Linux のセキュリティ機能についてのガイドラインを検討する前に、プログラマ の観点でそれらの機能を理解しておきましょう。 このセクションではそれらの機能について概観します。すでに理解されている場合 は読み飛ばしてください。
プログラミング・ガイドの多くは、Linux のセキュリティ関連の項目を軽く 済ましてしまい、大切な情報を省いてしまっています。 特に「どうやって使用するのか」をかいつまんで説明する場合が多く、 その機能を使用することによって生じるセキュリティ上の問題については、 うわべの説明にしか行っていません。 逆に個々の機能については、マニュアルの該当するページに詳細な情報がたくさん 書かれています。しかし、マニュアルページの記述は詳細すぎて全体像の把握を 困難にしがちです。 このセクションでは、そのギャップを埋めようと思います。プログラマが使いそう な Linux におけるセキュリティのしくみを概観します。 一般的なプログラミング・ガイドよりもう少し深くセキュリティに関する事項に 焦点を当て、さらに詳細な情報が得られるよう、参考文献をあげたいと思います。 UNIX でプログラミングをされた方々にとっては、すでにおなじみのことですが、 Linux で拡張された機能や固有の機能もいくつかあります。その機能にびっくり するかもしれません。 このセクションではそれらの相違点を明らかにしていきます。
まずは基本的なところから。 本来 Linux とは 2 つの部分から成り立っていて、それぞれ Linux カーネル (及びカーネル・モジュール)と「ユーザー空間」と呼ばれています。ユーザ空間は カーネル上にあり、そこで様々なプログラムが動いています。 ユーザがログインすると、ユーザ名はそのユーザが属している uid(ユーザ ID)と gid(グループ ID)を表す整数値に割り当てられます。 uid が 0 のユーザは特別な権限(役割)を持っていて、「root」と言われています。 root はセキュリティ・チェックをほとんど受けることがなく、システム管理を 行う場合に使用されるユーザです。 セキュリティから見て唯一「対象」となるもの、それがプロセスです(つまり、 いろいろなことを実行している正体は、プロセスそのものなのです)。 プロセスは様々なデータにアクセスします。それはファイルシステム(FSO)で あったり、System V のプロセス間通信(IPC)であったり、ネットワーク・ポート であったりします。 もう少しこの点について、詳しく見ていくことにしましょう。
Linux ではユーザ・レベルでの動作をプロセスを動かすことで実現しています。 独立した「スレッド」をサポートするシステムが多いのですが、Linux では スレッドそれぞれを複数のプロセスとして走らせて実現しているようです(Linux カーネルは最適化をはかることによって、スレッド並の実行速度を稼いでいます)。
訳註:Linux のスレッドはユーザ・レベルではなく、カーネル・レベル のスレッドで、カーネルがスレッドの制御を行っています。fork() と同じく 子プロセスを起こしますが、コンテキストの何を親プロセスと共有できるかを 指定できます。

● 指示 1
本文のうち、「まずは基本的なところから。 本来 Linux」という語句を含む箇所から始めて「と同じく 子プロセスを起こしますが、コンテキストの何を親プロセスと共有できるかを 指定できます。」の後で終わる範囲を、「uid」を「UID」に差し替えたうえで改めて記してください。

● 一覧
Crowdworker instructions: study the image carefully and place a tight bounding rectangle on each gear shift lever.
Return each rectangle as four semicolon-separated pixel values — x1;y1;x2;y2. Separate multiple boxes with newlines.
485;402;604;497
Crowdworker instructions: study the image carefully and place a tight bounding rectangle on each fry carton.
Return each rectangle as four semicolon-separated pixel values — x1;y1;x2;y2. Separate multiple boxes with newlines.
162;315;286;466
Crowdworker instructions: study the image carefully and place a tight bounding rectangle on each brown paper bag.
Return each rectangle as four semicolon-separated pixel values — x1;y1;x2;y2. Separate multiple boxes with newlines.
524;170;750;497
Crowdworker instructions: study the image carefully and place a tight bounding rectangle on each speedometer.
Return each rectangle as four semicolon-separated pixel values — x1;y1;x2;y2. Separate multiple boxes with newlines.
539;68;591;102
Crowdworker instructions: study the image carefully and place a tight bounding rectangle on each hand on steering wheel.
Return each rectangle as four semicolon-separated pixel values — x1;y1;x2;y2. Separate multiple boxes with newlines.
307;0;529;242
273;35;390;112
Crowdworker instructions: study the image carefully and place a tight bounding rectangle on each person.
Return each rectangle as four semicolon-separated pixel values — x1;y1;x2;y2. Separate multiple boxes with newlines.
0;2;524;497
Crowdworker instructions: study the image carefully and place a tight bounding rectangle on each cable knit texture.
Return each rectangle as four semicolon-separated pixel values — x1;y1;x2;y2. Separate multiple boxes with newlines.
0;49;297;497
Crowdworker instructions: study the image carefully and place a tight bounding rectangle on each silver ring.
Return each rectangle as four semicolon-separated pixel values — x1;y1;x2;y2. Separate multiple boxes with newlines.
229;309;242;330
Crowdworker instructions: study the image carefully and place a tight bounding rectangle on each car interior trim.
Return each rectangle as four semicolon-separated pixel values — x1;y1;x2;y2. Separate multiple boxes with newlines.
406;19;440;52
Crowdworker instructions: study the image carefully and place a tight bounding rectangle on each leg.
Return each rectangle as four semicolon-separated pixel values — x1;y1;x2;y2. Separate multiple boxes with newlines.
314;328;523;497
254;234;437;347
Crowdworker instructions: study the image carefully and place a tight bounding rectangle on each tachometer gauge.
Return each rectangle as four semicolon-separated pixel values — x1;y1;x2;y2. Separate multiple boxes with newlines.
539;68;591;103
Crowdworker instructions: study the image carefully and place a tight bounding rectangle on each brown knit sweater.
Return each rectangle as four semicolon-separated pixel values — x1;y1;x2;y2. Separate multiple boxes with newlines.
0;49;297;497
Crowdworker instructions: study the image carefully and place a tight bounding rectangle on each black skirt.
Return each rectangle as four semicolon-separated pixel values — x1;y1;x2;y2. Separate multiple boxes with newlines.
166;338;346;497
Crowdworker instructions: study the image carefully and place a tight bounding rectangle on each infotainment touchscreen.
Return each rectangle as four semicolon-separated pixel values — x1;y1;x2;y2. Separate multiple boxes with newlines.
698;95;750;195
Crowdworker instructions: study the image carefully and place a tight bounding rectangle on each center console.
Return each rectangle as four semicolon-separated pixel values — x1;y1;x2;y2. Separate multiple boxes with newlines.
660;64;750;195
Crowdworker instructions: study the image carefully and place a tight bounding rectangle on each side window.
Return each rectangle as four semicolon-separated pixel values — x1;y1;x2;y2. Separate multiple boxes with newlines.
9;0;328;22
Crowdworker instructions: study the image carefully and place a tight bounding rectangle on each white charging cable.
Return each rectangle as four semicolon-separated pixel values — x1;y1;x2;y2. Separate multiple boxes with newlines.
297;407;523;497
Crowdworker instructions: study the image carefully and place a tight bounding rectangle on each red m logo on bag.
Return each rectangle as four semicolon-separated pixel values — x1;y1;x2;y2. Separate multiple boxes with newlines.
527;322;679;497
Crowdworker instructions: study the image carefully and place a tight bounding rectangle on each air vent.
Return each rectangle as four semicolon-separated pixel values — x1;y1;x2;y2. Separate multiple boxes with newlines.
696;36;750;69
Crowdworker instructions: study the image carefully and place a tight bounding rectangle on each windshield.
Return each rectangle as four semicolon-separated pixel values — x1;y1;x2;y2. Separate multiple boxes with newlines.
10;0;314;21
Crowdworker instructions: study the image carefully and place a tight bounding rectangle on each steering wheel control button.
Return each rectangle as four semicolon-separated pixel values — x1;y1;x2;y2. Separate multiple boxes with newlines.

● 指示 2
一覧から、文字列「brown」を含む行をすべて選び出して写してください。大文字と小文字は区別するものとします。

● 出力全文 1
まずは基本的なところから。 本来 Linux とは 2 つの部分から成り立っていて、それぞれ Linux カーネル (及びカーネル・モジュール)と「ユーザー空間」と呼ばれています。ユーザ空間は カーネル上にあり、そこで様々なプログラムが動いています。 ユーザがログインすると、ユーザ名はそのユーザが属している UID(ユーザ ID)と gid(グループ ID)を表す整数値に割り当てられます。 UID が 0 のユーザは特別な権限(役割)を持っていて、「root」と言われています。 root はセキュリティ・チェックをほとんど受けることがなく、システム管理を 行う場合に使用されるユーザです。 セキュリティから見て唯一「対象」となるもの、それがプロセスです(つまり、 いろいろなことを実行している正体は、プロセスそのものなのです)。 プロセスは様々なデータにアクセスします。それはファイルシステム(FSO)で あったり、System V のプロセス間通信(IPC)であったり、ネットワーク・ポート であったりします。 もう少しこの点について、詳しく見ていくことにしましょう。
Linux ではユーザ・レベルでの動作をプロセスを動かすことで実現しています。 独立した「スレッド」をサポートするシステムが多いのですが、Linux では スレッドそれぞれを複数のプロセスとして走らせて実現しているようです(Linux カーネルは最適化をはかることによって、スレッド並の実行速度を稼いでいます)。
訳註:Linux のスレッドはユーザ・レベルではなく、カーネル・レベル のスレッドで、カーネルがスレッドの制御を行っています。fork() と同じく 子プロセスを起こしますが、コンテキストの何を親プロセスと共有できるかを 指定できます。

● 出力全文 2
Crowdworker instructions: study the image carefully and place a tight bounding rectangle on each brown paper bag.
Crowdworker instructions: study the image carefully and place a tight bounding rectangle on each brown knit sweater.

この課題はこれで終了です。